## ZIEL 1
Zieh aus den folgenden Datensätzen jede Zeile heraus, in der die Zeichenfolge „patch“ vorkommt. Groß- und Kleinschreibung ist dabei zu beachten.

## VORLIEGENDER TEXT
..............................

Immer wieder taucht die Frage in der Debatte auf: Wie gut kann KI Menschen einschätzen? Diese Frage liegt natürlich insb. im Zusammenhang mit der Personalgewinnung sehr nahe, denn die Fragen „wen stellen wir ein?“, „wer ist wie geeignet?“ sind hier ja das täglich Brot. Die Hoffnung, dass KI diese Bewertung ggf. schneller und auch irgendwie „besser“, also weniger verunreinigt durch Wahrnehmungs- und Beurteilungsfehler – sog. Biases -, leisten kann, schwingt hier immer mit.
Ich habe hier ja vor einiger Zeit mal einen Artikel zu der „Persönlichkeitsanalyse“ mit Retorio geschrieben. Dort wurde ein und derselben Person verschiedenste Persönlichkeiten angedichtet, die sich stark unterschieden. Und zwar nicht etwa auf Basis dessen, was diese Person in einem Interview von sich preisgab oder über sich erzählte, sondern aufgrund äußerer Merkmale wie Kopftuch oder Brille…
Auch den (inzwischen sechs Jahre alten, aber immer noch ganz gut passenden) Artikel „KI findet Waldo, erkennt sie auch Persönlichkeit?“ lege ich euch hier noch einmal ans Herz.
Inspiriert durch Andreas Schoening habe ich nun auch mal „Theyseeyourphotos“ ausprobiert – eine KI-basierte „Analyse der Person“ auf Basis von Bildern.
Das Ganze steht auf der Google Vision API.
Ich habe vier Bilder von mir verwendet.
Das erste ist relativ aktuell (ca. 1 Jahr) alt und zeigt mich in einem Outfit, das bis vor ein paar Jahren als Casual gegolten hätte, inzwischen aber eher dem normalen Businesslo9ok in der einschlägigen HR Tech-Bubble zu entsprechen scheint.
Das zweite ist inzwischen ca. 15 Jahre alt und war lange Zeit mein „Presse- bzw. Business-Foto“, etwa wenn ich in irgendeiner Programmankündigung auftauchte.
Das dritte ist wiederum ca. 1,5 Jahre alt, also recht frisch, dafür mit umgedrehtem Basecap eher „privat“, wenngleich dieses Bild bspw. meinen Blue Sky Account schmückt.
Und schließlich habe ich noch eines verwendet, das ebenfalls recht aktuell ist (etwa ein Jahr) alt. So sieht man mich zwar nicht oft, aber es kommt vor – meist eher zu privaten Anlässen wie hier zu einem Ball meiner Tochter.

..............................

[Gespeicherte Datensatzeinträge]

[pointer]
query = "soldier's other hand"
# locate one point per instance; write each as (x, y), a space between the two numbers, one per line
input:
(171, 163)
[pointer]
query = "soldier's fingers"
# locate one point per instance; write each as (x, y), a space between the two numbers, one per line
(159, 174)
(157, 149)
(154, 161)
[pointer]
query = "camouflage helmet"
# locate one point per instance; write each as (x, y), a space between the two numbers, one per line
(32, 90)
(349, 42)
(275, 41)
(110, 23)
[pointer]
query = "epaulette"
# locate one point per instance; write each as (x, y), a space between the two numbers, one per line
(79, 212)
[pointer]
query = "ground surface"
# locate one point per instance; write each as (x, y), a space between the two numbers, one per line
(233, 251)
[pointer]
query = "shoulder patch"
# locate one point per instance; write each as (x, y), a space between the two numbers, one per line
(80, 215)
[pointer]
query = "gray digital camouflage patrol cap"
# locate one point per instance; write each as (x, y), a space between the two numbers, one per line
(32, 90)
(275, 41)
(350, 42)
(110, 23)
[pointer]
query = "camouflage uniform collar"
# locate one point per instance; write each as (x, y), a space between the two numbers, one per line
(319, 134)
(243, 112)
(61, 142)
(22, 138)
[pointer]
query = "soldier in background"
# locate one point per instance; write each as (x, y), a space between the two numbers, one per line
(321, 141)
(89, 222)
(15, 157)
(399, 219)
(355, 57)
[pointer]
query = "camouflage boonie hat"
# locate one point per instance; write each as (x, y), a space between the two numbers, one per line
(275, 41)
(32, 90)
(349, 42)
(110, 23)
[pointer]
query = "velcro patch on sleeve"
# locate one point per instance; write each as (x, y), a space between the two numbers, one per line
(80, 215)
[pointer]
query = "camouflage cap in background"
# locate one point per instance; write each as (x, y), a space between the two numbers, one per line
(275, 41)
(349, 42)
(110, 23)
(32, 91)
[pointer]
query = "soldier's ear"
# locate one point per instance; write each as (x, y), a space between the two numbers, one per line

..............................

## ZIEL 2
Bitte schreib den Text über KI-gestützte Personeneinschätzung von „Ich habe hier“ bis „Google Vision API.“ neu und setze dabei „Beitrag“ an die Stelle von „Artikel“.

## AUSGABE 1
query = "shoulder patch"
query = "velcro patch on sleeve"

## AUSGABE 2
Ich habe hier ja vor einiger Zeit mal einen Beitrag zu der „Persönlichkeitsanalyse“ mit Retorio geschrieben. Dort wurde ein und derselben Person verschiedenste Persönlichkeiten angedichtet, die sich stark unterschieden. Und zwar nicht etwa auf Basis dessen, was diese Person in einem Interview von sich preisgab oder über sich erzählte, sondern aufgrund äußerer Merkmale wie Kopftuch oder Brille…
Auch den (inzwischen sechs Jahre alten, aber immer noch ganz gut passenden) Beitrag „KI findet Waldo, erkennt sie auch Persönlichkeit?“ lege ich euch hier noch einmal ans Herz.
Inspiriert durch Andreas Schoening habe ich nun auch mal „Theyseeyourphotos“ ausprobiert – eine KI-basierte „Analyse der Person“ auf Basis von Bildern.
Das Ganze steht auf der Google Vision API.